**SOURCE EXCERPT:**
The Horite and Sethite Hebrew believed that the Woman would conceive by divine overshadowing just as the Angel Gabriel declared to the Virgin Mary (Lk.1:35). The archetype for the Theotokos was Hathor, the mother of Horus who is uniquely shown in ancient iconography wearing the solar crown between the horns of the celestial Bull.




The Horite and Sethite Hebrew were devotees of the High God who they believed has a son. In ancient texts the son is called HR, which in ancient Egyptian means "Most High One". The Horite and Sethite moieties maintained separate shrines along the Nile River. From there, they dispersed widely in the service of the early kingdom builders like Nimrod the Kushite (Gen. 10).

Among the early Hebrew were Cain and Seth whose descendants intermarried. The descendants of Ham and Shem also intermarried, as did the descendants of Abraham and his brother Nahor.

David was descended from Tamar, the daughter of a priest who, according to Jewish tradition, was called Melchizedek-Shem. His hometown of Bethlehem was a Horite Hebrew settlement before Judaism emerged. Among the "fathers" of Bethlehem was Hur. Hur is a Horus name. 

Matthew 2 explains that "Nazarene" is derived from the prophecy "He will be called a Nazorean", but this has no source in the Hebrew Bible. The term is from the older Akkadian language. Na-Zor in Akkadian means "one belonging to the Zorites". In 1 Chronicles 2:54, Salma of Judah is called the “father” of the Zorites. 1 Chronicles 2:5 states that Salma is also the "father of Bethlehem". So, the prophecy connects Jesus to both Nazareth and Bethlehem.


Jesus our Great High Priest

Jesus' priesthood is "in the order of Melchizedek" and that order of priests existed long before Judaism. Mary and Joseph, both descendants of the Horite Hebrew ruler-priest caste, were cousins. They married according to the marriage and ascendancy pattern of their ruler-priest ancestors.

Marriage and ascendancy patterns are highly resistant to change. If the pattern survived Egyptian captivity and deportation to Babylon, it surely continued afterwards. 

The Hebrew lines had been intermarrying from before Abraham's time and continued to intermarry up to the birth of Jesus Christ. Joseph's family lived in Nazareth which was the home of the eighteenth division of priests, that of Happizzez (1 Chr. 24:15).

Jesus' mother's name was named Miriam daughter of Joachim Son of Pntjr (Panther). From predynastic times (4000 B.C.), ntjr designated a ruler in the service of the High God. Pntjr was the name of Joachim's mother, evidence that the Hebrew traced lineage by both the male and female lines. A limestone stela (1539-1291 B.C.) bearing the names of Pekhty-nisu and his wife, Pa-netjer, is on exhibit at the Brooklyn Museum.

**TASK REQUIREMENTS:**
#1 In the passage on the Horite and Sethite Hebrew, what does HR mean in ancient Egyptian?
#2 Reproduce the stretch of the passage on the Horite and Sethite Hebrew that opens with the words "The Horite and Sethite Hebrew believed" and closes with "Kushite (Gen. 10).".

**DATA BLOCK:**
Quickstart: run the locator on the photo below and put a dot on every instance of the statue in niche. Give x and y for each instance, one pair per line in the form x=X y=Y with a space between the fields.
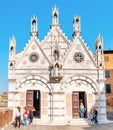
x=56 y=51
x=56 y=69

**OUTPUTS FOR THE TASKS:**
#1 "Most High One"

#2
The Horite and Sethite Hebrew believed that the Woman would conceive by divine overshadowing just as the Angel Gabriel declared to the Virgin Mary (Lk.1:35). The archetype for the Theotokos was Hathor, the mother of Horus who is uniquely shown in ancient iconography wearing the solar crown between the horns of the celestial Bull.




The Horite and Sethite Hebrew were devotees of the High God who they believed has a son. In ancient texts the son is called HR, which in ancient Egyptian means "Most High One". The Horite and Sethite moieties maintained separate shrines along the Nile River. From there, they dispersed widely in the service of the early kingdom builders like Nimrod the Kushite (Gen. 10).